What you will do
Return the lines of the material below unchanged, beginning at the line that contains "task | place a point on the girl's hand, one" and stopping after the line that contains "x=358, y=415".
--- Start The input ---
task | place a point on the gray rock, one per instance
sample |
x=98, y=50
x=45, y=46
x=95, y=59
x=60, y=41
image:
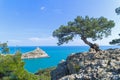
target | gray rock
x=102, y=65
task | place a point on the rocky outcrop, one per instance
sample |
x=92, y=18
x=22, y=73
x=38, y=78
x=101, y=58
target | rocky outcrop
x=92, y=65
x=37, y=53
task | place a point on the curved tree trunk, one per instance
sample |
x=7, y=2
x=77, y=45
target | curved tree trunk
x=93, y=46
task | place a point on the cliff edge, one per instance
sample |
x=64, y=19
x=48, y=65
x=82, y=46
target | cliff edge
x=92, y=65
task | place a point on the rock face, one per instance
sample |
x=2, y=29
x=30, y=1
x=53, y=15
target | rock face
x=102, y=65
x=37, y=53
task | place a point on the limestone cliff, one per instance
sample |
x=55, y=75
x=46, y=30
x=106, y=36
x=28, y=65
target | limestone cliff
x=102, y=65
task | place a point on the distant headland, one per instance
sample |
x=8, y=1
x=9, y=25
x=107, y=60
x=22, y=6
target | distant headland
x=37, y=53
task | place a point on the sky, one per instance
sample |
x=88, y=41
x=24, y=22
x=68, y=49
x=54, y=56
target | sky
x=31, y=22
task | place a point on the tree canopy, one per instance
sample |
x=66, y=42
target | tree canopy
x=85, y=27
x=4, y=48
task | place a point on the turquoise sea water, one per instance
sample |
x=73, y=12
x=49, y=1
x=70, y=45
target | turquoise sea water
x=56, y=53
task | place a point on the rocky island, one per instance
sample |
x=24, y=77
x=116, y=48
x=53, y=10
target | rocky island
x=37, y=53
x=92, y=65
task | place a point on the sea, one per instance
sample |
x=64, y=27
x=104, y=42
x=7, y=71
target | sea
x=56, y=53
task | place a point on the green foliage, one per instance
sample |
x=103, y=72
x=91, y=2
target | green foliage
x=45, y=73
x=12, y=68
x=94, y=28
x=115, y=41
x=4, y=48
x=117, y=10
x=77, y=67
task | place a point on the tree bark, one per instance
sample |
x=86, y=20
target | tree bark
x=93, y=46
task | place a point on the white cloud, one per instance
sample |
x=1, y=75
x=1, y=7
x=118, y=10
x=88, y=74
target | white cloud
x=14, y=41
x=42, y=8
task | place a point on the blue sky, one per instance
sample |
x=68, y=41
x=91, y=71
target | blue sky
x=31, y=22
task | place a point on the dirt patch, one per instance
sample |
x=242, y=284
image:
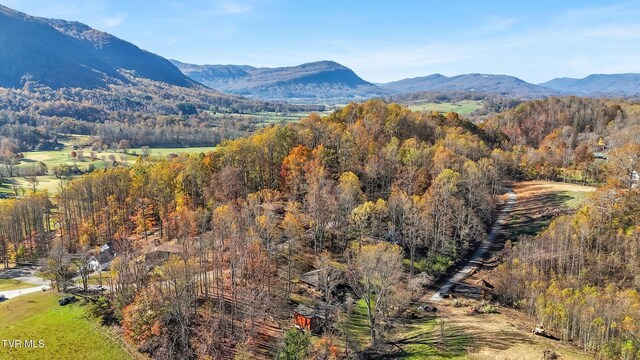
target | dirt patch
x=538, y=203
x=506, y=335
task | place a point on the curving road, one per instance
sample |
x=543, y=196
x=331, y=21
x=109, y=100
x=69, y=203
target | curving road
x=9, y=294
x=476, y=259
x=25, y=274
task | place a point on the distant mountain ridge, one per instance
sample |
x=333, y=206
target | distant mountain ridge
x=598, y=84
x=311, y=81
x=481, y=83
x=59, y=53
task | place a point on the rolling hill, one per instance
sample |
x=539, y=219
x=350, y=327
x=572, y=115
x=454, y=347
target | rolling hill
x=598, y=84
x=480, y=83
x=316, y=81
x=59, y=53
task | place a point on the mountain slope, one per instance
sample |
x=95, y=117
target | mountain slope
x=311, y=81
x=482, y=83
x=60, y=53
x=607, y=84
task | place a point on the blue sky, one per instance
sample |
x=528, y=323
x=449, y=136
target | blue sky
x=380, y=40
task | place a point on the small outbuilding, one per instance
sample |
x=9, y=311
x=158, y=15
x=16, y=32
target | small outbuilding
x=308, y=319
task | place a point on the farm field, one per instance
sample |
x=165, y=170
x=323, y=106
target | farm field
x=66, y=331
x=19, y=185
x=265, y=118
x=463, y=107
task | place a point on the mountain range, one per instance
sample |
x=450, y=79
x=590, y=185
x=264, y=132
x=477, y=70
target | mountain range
x=598, y=84
x=319, y=81
x=66, y=54
x=59, y=53
x=480, y=83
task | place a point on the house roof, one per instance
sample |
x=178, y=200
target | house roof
x=106, y=247
x=311, y=278
x=308, y=312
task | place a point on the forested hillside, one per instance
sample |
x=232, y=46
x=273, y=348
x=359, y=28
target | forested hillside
x=247, y=220
x=145, y=113
x=213, y=249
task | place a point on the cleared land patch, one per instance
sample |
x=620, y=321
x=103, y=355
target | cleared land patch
x=66, y=331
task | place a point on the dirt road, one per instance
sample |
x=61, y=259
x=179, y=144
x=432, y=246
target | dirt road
x=478, y=256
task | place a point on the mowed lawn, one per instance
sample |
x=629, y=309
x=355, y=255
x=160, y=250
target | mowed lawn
x=57, y=157
x=10, y=284
x=66, y=331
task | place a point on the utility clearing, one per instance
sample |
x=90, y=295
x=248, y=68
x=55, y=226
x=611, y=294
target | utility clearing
x=467, y=327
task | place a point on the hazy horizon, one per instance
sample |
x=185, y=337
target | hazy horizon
x=380, y=42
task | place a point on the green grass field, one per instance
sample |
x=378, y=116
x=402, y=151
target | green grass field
x=101, y=160
x=423, y=338
x=10, y=284
x=358, y=325
x=264, y=118
x=66, y=331
x=463, y=107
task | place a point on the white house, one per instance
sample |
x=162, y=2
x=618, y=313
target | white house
x=103, y=260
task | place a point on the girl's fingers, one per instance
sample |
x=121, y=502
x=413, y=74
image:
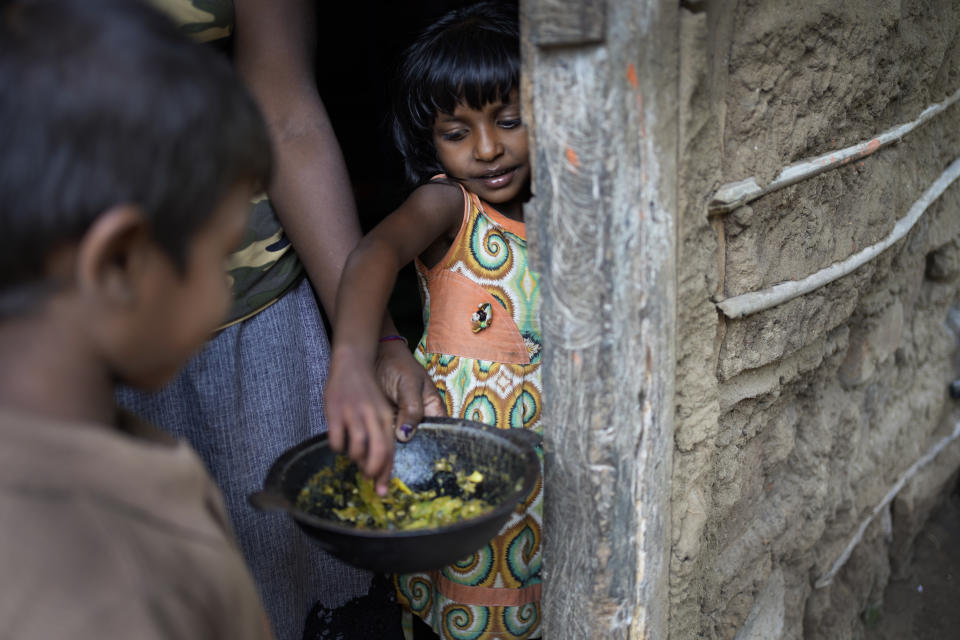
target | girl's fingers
x=380, y=451
x=335, y=430
x=432, y=402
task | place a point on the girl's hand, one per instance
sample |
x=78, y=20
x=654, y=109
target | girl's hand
x=407, y=385
x=360, y=418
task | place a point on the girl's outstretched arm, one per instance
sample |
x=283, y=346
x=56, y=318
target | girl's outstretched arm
x=358, y=415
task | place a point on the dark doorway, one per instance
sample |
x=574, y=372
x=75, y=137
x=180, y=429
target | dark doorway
x=358, y=49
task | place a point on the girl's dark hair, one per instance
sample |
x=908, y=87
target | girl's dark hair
x=105, y=102
x=470, y=55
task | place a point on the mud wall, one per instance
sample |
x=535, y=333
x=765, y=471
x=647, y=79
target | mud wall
x=815, y=434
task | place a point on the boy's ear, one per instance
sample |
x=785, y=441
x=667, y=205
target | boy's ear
x=112, y=254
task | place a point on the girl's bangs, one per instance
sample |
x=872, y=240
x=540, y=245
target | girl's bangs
x=474, y=78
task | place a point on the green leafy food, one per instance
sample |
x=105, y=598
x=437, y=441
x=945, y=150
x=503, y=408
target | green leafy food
x=345, y=494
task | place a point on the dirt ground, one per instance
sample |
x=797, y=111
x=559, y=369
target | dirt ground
x=925, y=605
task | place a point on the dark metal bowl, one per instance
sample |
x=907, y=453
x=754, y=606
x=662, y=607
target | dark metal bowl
x=506, y=457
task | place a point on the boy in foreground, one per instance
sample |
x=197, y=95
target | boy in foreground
x=128, y=157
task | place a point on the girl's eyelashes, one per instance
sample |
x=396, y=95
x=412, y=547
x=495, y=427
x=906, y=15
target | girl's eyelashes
x=453, y=136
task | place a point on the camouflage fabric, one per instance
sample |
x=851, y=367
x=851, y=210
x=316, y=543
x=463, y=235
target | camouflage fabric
x=265, y=266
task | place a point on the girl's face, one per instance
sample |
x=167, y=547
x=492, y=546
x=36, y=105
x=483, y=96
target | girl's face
x=486, y=150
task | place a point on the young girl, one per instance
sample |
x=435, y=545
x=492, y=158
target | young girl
x=458, y=126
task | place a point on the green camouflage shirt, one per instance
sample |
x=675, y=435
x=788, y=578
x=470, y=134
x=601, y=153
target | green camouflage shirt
x=265, y=266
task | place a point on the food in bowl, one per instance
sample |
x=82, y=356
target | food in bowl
x=343, y=493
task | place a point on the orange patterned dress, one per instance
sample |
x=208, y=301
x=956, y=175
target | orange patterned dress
x=481, y=347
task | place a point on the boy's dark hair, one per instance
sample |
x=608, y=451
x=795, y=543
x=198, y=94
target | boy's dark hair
x=470, y=55
x=105, y=102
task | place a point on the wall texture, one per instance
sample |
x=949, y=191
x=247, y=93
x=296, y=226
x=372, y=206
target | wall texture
x=805, y=433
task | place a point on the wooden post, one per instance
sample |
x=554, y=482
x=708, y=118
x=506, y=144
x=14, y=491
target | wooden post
x=599, y=79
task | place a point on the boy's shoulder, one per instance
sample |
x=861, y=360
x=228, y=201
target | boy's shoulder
x=117, y=531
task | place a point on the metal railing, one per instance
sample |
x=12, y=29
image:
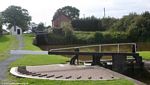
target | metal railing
x=118, y=45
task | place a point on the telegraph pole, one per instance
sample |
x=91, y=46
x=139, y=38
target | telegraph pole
x=104, y=13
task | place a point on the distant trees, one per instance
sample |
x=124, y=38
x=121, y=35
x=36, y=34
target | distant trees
x=16, y=15
x=93, y=24
x=69, y=11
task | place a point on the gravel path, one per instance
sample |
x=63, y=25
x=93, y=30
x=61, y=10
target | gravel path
x=4, y=64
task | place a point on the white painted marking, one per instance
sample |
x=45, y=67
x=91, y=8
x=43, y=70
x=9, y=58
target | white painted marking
x=28, y=52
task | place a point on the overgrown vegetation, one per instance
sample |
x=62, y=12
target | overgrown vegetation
x=130, y=28
x=7, y=43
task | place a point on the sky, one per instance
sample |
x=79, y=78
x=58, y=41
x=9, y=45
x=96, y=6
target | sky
x=43, y=10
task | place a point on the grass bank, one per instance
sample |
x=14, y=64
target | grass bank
x=53, y=59
x=7, y=43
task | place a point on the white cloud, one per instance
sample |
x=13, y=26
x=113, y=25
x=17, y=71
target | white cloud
x=43, y=10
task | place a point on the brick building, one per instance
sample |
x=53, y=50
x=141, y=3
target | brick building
x=60, y=21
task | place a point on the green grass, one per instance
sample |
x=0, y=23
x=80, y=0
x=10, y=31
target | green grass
x=28, y=40
x=52, y=59
x=7, y=42
x=77, y=82
x=145, y=55
x=39, y=60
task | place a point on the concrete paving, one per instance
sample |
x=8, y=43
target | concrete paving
x=71, y=72
x=4, y=64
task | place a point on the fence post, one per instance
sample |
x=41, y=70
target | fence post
x=118, y=48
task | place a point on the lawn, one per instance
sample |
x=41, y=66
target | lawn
x=7, y=42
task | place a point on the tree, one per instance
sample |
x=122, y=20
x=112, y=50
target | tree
x=15, y=15
x=41, y=27
x=1, y=24
x=69, y=11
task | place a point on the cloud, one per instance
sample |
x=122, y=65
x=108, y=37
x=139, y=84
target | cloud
x=43, y=10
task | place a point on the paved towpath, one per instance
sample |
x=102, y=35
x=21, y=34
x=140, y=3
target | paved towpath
x=4, y=64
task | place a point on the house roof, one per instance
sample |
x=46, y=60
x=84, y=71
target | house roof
x=60, y=14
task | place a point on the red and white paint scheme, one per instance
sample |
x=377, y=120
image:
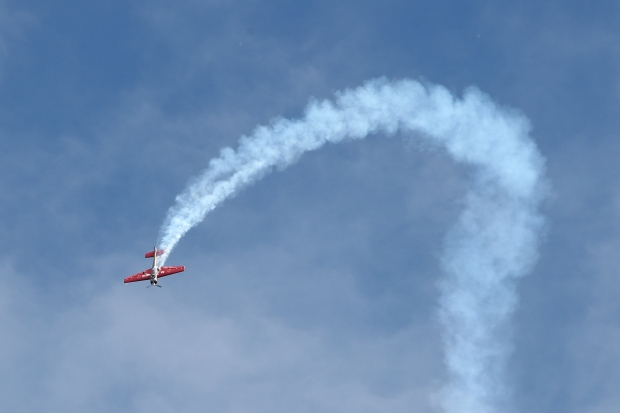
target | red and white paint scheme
x=154, y=272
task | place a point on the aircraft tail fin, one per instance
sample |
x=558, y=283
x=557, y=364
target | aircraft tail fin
x=151, y=254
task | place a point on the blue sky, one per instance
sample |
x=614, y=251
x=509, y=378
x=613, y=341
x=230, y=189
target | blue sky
x=316, y=288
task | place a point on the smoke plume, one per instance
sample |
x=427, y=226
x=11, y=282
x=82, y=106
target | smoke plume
x=493, y=243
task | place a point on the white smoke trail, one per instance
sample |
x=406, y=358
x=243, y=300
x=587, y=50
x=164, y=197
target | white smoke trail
x=493, y=243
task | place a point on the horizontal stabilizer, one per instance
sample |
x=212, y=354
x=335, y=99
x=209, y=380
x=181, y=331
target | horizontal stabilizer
x=151, y=254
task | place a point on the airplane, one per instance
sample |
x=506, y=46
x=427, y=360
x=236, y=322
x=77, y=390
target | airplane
x=154, y=272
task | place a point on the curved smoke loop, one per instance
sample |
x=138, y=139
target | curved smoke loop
x=493, y=243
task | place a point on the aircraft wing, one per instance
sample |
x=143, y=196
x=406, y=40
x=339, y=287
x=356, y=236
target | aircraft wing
x=141, y=276
x=165, y=271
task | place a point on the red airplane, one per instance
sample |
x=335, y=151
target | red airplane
x=154, y=272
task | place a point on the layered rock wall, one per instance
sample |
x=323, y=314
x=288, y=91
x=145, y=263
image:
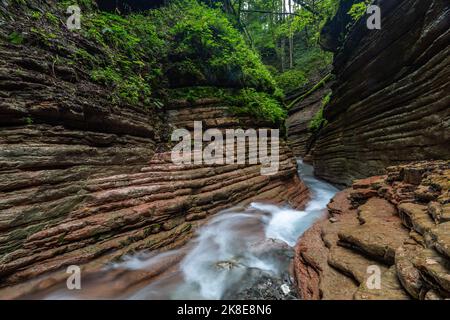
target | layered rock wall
x=396, y=226
x=390, y=101
x=84, y=181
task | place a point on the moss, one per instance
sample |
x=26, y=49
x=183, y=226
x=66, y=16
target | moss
x=16, y=38
x=36, y=15
x=316, y=87
x=52, y=18
x=29, y=120
x=259, y=105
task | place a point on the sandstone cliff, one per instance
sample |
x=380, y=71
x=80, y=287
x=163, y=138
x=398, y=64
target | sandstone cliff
x=390, y=101
x=398, y=223
x=84, y=181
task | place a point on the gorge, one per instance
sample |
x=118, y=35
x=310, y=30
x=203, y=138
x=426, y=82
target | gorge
x=87, y=178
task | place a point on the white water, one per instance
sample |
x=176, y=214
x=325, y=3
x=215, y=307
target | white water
x=231, y=247
x=226, y=248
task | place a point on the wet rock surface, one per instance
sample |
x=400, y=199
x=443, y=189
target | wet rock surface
x=86, y=181
x=390, y=94
x=390, y=231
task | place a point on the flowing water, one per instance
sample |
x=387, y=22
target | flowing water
x=236, y=251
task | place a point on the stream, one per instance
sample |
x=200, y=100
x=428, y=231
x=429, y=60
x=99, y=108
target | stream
x=241, y=253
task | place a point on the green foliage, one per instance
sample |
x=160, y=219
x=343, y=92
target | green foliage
x=51, y=18
x=184, y=41
x=291, y=80
x=313, y=59
x=16, y=38
x=29, y=120
x=206, y=48
x=36, y=15
x=260, y=105
x=132, y=47
x=318, y=121
x=358, y=10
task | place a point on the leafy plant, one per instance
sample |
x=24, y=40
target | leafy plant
x=291, y=80
x=358, y=10
x=16, y=38
x=318, y=121
x=260, y=105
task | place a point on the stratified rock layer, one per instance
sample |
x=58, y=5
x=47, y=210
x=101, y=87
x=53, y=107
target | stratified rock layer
x=382, y=226
x=390, y=102
x=300, y=137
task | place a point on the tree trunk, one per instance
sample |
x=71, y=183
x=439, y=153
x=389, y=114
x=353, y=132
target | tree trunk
x=291, y=40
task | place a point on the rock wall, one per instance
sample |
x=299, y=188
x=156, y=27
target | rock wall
x=84, y=181
x=300, y=138
x=390, y=102
x=397, y=224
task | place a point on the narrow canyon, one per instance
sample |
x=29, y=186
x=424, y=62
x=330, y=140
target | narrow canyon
x=87, y=177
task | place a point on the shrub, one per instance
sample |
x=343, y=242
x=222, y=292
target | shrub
x=291, y=80
x=260, y=105
x=318, y=121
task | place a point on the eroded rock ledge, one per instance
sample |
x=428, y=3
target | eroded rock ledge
x=84, y=181
x=399, y=222
x=390, y=102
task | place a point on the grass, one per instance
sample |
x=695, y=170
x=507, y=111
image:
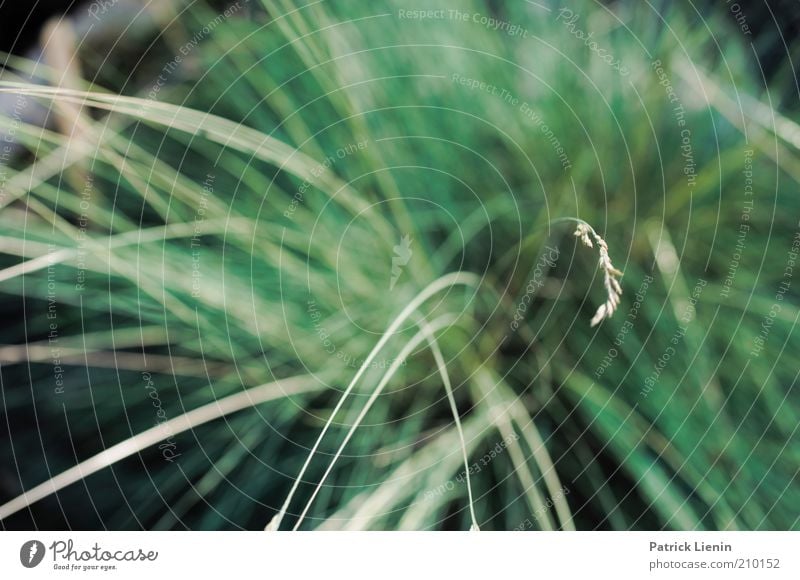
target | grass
x=233, y=239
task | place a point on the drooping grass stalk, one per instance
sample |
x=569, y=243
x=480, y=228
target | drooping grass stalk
x=422, y=335
x=442, y=366
x=446, y=281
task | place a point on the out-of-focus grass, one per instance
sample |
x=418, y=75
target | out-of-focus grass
x=287, y=284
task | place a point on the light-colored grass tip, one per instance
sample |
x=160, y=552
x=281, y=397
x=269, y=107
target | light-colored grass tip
x=610, y=274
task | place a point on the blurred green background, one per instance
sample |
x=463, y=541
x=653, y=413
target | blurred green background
x=240, y=220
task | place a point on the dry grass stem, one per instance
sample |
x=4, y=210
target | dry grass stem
x=610, y=274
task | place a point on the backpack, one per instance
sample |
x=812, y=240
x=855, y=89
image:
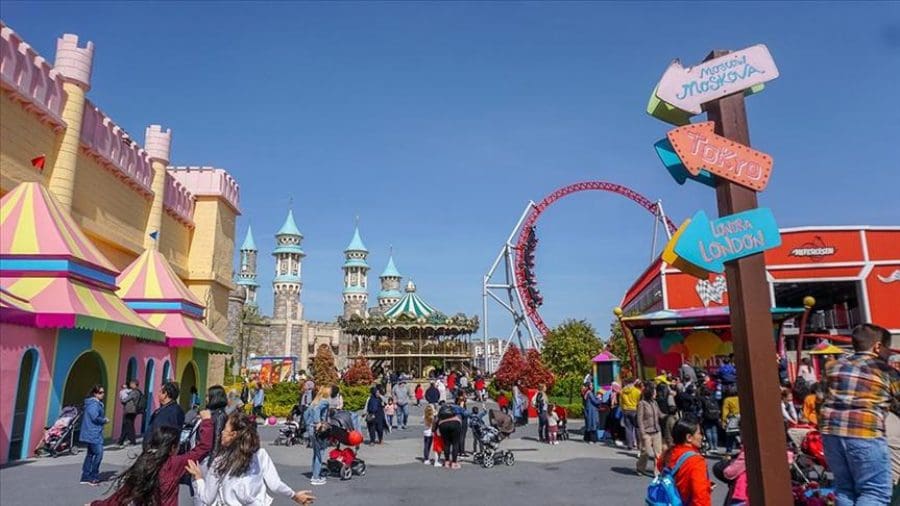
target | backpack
x=662, y=490
x=446, y=411
x=140, y=403
x=711, y=410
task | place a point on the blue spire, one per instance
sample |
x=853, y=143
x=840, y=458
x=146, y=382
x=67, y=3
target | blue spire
x=290, y=226
x=391, y=270
x=249, y=243
x=356, y=243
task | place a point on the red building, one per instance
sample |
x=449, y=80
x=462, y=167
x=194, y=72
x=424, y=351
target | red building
x=852, y=272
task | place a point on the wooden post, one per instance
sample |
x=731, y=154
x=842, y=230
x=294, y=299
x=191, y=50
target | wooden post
x=762, y=427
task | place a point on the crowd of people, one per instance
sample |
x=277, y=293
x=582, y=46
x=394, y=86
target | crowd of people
x=855, y=407
x=673, y=422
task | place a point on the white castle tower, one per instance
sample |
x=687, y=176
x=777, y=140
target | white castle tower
x=356, y=277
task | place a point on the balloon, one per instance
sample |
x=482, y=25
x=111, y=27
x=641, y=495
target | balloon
x=354, y=438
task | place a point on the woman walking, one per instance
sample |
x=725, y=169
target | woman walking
x=648, y=429
x=449, y=425
x=92, y=435
x=690, y=472
x=375, y=417
x=154, y=476
x=241, y=473
x=312, y=418
x=591, y=404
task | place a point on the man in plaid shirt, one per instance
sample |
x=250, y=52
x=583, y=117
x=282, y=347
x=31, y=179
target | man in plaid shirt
x=862, y=389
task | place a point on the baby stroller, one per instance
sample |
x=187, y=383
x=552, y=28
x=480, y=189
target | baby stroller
x=501, y=427
x=59, y=438
x=340, y=428
x=563, y=431
x=293, y=430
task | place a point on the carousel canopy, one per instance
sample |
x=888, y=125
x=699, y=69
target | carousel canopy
x=411, y=317
x=410, y=305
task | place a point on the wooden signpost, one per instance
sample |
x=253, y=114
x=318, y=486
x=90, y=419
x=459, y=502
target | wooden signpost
x=718, y=86
x=699, y=148
x=689, y=88
x=708, y=244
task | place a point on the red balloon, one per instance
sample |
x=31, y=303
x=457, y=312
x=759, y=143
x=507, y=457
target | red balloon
x=354, y=438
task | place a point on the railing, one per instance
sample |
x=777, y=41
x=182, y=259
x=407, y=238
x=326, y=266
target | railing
x=30, y=78
x=114, y=149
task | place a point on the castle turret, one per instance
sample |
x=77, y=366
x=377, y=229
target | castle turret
--- End The input ---
Task response
task | place a point on the girl's hand, one per instance
sample |
x=78, y=20
x=654, y=109
target | girl's hand
x=407, y=385
x=360, y=418
task | place a point on the girl's outstretched arm, one per instance
sample |
x=283, y=346
x=56, y=318
target | girl's outstretched arm
x=358, y=415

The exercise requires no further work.